* PROBLEM TO WORK ON *
Resume the comp.arch thread on FPGA test units and work-queue scaling, starting right after its final line.

There is no XADD in FPGA, just gate, multipliers and memory blocks.

Oops! :-)

I used this exact setup for my wire speed multi-threaded ntpd deamon
about two decades ago. (I did need a few more XADD instructions to
handle queue full/empty situations which are not applicable for the
current problem.)

Did your ntpd deamon scale to 300-400 threads?
300 is the # of test units that fits in FPGAs that appears to be the
most cost-effective for this sort of job, e.g. 10CX220YU484E5G.

Scaling does not depend on the number of threads, only on the frequency
of pulls from the queue: My code was very latency sensitive so I could
never batch up multiple requests, while this particular
"Gedankenexperiment" can very easily use arbitrarily large work lists,
right?
Terje
--
- <Terje.Mathisen at tmsw.no>
"almost all programming can be viewed as an exercise in caching"
--- Synchronet 3.21b-Linux NewsLink 1.2

From Robert Finch@robfi680@gmail.com to comp.arch on Sat Feb 21 01:56:03 2026

From Newsgroup: comp.arch

On 2026-02-19 5:10 a.m., Michael S wrote:

On Wed, 18 Feb 2026 22:56:19 -0500
Robert Finch <robfi680@gmail.com> wrote:

On 2026-02-18 11:22 a.m., Michael S wrote:

On Sun, 15 Feb 2026 10:56:51 -0500
Robert Finch <robfi680@gmail.com> wrote:

I have coded a version that tests up to 8192 number simultaneously.

* DATA EXCERPT *
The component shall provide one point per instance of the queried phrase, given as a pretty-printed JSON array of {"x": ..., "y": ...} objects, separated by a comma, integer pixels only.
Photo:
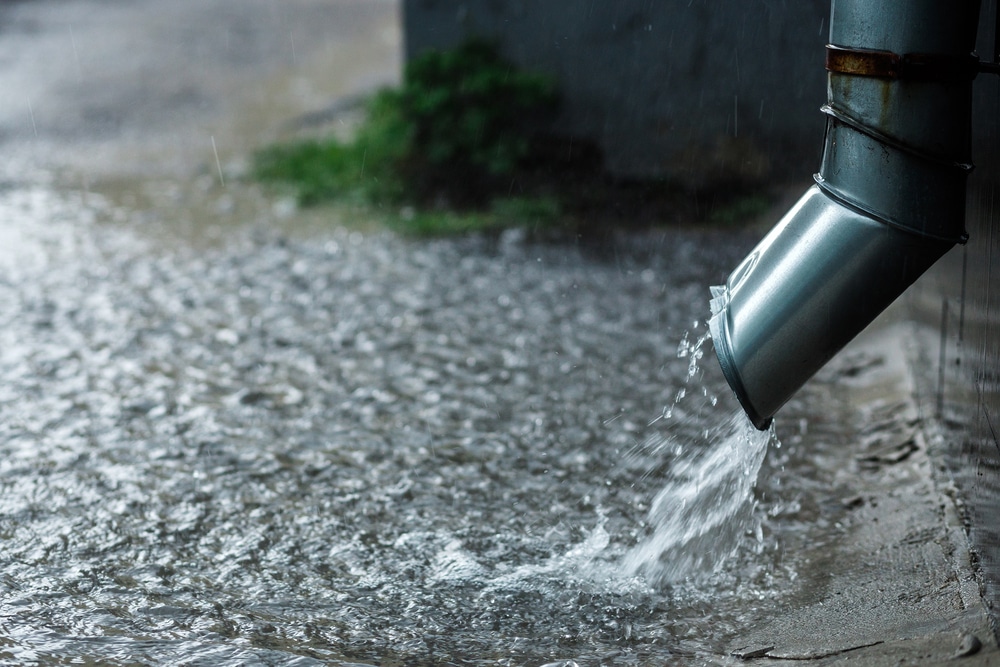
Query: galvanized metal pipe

* EXERCISE ANSWER *
It is supposed to be able to run at over 200 MHz. Some of the
number would take a large number of iterations though.

I found something strange, the code to count for more numbers does
not increase the size of the core very much. (But it takes longer
to build.) I am not sure if this occurs because there is a mitsake
somewhere, or if the tools are able to figure out how to share all
the logic. I am thinking the logic for adders is shared somehow.
128-bit arithmetic is being used.

There is a mistake in your code. No other explanation is possible.

You should look for 3 sorts of mistakes
1. Core itself.
The most likely mistake is failing to look for one of the ending
conditions. You have to look for 3 conditions:
a) - value produced at current step is smaller than initial value.
That is successful ending. Here you signal to the scheduler that
you are ready to accept the next value.
b) - overflow. Next value exceeds the width of register.
c) - timeout. You were running for more than N steps. N=8192 looks
like the reasonable value.
a) and b) are suspected failures.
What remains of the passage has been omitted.